─── ENTRIES SUPPLIED ───

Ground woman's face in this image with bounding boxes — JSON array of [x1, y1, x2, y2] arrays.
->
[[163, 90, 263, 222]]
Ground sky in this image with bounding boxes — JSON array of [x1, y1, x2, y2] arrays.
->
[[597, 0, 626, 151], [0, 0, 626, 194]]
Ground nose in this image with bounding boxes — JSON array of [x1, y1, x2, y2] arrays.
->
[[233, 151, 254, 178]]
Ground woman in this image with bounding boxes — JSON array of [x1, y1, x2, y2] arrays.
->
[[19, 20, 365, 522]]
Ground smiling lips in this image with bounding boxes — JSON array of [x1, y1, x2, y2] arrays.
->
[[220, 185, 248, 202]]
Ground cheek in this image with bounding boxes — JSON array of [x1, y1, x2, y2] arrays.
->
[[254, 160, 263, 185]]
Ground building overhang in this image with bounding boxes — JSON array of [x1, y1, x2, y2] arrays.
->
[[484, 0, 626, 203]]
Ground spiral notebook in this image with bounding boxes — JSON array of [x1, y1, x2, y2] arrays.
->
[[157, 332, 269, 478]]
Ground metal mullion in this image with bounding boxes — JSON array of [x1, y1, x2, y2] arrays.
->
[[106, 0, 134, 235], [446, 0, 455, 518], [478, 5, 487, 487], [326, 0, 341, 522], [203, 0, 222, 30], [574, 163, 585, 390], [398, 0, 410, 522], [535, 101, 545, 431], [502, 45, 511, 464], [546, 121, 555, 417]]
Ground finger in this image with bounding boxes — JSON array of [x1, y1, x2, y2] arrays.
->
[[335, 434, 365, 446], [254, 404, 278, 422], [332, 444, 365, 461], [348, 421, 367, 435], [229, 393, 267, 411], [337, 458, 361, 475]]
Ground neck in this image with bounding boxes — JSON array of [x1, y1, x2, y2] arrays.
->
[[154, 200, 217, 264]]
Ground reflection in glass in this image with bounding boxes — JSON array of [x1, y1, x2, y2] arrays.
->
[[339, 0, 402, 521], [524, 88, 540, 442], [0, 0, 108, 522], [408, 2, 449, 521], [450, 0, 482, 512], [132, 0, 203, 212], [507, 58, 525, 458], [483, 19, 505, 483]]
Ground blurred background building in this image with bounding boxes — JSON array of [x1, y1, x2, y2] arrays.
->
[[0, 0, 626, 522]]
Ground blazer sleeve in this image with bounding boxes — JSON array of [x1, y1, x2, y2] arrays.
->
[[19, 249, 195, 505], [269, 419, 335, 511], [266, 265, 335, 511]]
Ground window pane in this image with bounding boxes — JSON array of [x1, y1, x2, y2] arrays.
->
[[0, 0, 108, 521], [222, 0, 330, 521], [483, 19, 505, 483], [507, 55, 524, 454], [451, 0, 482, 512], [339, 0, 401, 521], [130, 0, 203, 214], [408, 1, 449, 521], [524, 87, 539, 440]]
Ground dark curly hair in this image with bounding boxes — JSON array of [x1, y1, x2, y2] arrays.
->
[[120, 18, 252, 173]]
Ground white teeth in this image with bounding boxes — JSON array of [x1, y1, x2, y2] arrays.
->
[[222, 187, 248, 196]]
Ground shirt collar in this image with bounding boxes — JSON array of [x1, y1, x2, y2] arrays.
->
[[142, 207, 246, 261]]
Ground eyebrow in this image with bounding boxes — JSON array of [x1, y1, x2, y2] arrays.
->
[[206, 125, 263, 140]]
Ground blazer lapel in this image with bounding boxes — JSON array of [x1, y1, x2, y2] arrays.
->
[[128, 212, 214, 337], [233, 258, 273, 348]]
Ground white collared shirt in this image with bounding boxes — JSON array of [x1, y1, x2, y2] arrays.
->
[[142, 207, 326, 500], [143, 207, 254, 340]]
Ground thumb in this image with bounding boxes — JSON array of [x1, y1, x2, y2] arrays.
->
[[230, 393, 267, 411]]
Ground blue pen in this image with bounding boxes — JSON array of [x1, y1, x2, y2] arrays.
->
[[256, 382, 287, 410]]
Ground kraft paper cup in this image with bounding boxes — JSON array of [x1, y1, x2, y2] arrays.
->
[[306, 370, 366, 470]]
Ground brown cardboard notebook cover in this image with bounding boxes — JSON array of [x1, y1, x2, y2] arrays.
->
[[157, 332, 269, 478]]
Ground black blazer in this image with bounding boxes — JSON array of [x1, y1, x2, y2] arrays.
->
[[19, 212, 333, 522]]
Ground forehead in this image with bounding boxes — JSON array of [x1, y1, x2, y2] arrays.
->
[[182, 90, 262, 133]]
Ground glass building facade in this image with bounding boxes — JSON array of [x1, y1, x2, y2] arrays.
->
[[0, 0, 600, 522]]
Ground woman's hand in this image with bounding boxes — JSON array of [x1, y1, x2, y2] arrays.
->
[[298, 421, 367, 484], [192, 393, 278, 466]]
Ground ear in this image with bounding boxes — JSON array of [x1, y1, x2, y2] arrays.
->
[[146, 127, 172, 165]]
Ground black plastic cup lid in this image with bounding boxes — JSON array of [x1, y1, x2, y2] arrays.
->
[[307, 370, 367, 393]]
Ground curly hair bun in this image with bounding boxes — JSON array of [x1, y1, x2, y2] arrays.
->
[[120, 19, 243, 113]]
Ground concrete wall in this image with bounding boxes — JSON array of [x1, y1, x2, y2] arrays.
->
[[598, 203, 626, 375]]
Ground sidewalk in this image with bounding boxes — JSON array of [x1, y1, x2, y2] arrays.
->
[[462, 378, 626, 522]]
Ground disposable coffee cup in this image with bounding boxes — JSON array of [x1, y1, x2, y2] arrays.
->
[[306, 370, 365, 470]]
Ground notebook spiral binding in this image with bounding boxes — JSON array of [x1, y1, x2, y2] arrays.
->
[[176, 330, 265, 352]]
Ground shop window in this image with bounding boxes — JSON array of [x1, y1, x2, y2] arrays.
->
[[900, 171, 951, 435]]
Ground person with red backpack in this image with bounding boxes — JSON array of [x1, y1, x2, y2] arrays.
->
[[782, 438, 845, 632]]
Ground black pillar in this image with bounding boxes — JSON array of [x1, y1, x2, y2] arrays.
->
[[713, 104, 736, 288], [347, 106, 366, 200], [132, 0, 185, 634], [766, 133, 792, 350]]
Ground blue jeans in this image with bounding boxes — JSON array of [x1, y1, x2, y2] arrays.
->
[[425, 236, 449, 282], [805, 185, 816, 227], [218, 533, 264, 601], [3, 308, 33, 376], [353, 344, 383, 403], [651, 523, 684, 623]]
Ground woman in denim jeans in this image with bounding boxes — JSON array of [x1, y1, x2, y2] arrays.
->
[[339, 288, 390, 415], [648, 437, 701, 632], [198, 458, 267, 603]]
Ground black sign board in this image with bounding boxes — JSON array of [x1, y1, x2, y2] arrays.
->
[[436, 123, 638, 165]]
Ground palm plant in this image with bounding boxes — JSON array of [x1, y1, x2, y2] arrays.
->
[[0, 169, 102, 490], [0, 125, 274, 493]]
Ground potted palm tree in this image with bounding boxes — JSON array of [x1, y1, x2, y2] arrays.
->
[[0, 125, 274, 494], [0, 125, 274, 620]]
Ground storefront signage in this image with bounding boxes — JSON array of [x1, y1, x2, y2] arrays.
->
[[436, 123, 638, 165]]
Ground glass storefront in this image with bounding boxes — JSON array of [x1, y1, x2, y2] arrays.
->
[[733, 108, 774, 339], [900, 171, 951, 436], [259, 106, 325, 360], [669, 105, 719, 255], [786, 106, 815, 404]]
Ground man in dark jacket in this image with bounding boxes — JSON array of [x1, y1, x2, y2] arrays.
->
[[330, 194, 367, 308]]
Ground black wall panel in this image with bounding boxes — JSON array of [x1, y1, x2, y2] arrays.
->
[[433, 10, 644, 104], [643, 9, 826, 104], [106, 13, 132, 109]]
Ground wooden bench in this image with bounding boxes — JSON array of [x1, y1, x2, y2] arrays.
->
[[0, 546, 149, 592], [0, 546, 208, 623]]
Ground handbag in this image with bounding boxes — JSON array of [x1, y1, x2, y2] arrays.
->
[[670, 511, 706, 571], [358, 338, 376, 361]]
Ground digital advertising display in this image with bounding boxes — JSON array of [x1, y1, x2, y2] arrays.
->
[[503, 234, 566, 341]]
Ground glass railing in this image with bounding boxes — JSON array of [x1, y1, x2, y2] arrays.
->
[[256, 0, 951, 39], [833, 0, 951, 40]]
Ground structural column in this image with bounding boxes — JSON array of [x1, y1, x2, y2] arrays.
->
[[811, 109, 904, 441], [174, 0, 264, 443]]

───

Pick out every line of the material above that contains the string "window", matching case exactly, and copy each one.

Ground window pane in this image with bounding boxes — JSON array of [x1, y1, x2, y2] arrays.
Ground shop window in this image with bounding boxes — JSON array of [x1, y1, x2, y2] arrays.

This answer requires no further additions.